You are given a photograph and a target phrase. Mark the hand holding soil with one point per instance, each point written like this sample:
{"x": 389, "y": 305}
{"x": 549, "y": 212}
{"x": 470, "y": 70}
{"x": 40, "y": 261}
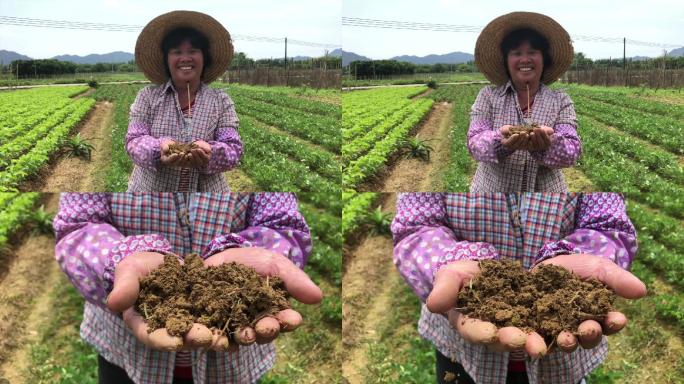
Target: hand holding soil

--

Your objective: Apply a filter for "hand" to the data above, then copy each line that matches.

Response to this exercise:
You are given a photograph and a target phrase. Mark the hand holding soil with one point per instance, each point written like this sample:
Target: hand holding soil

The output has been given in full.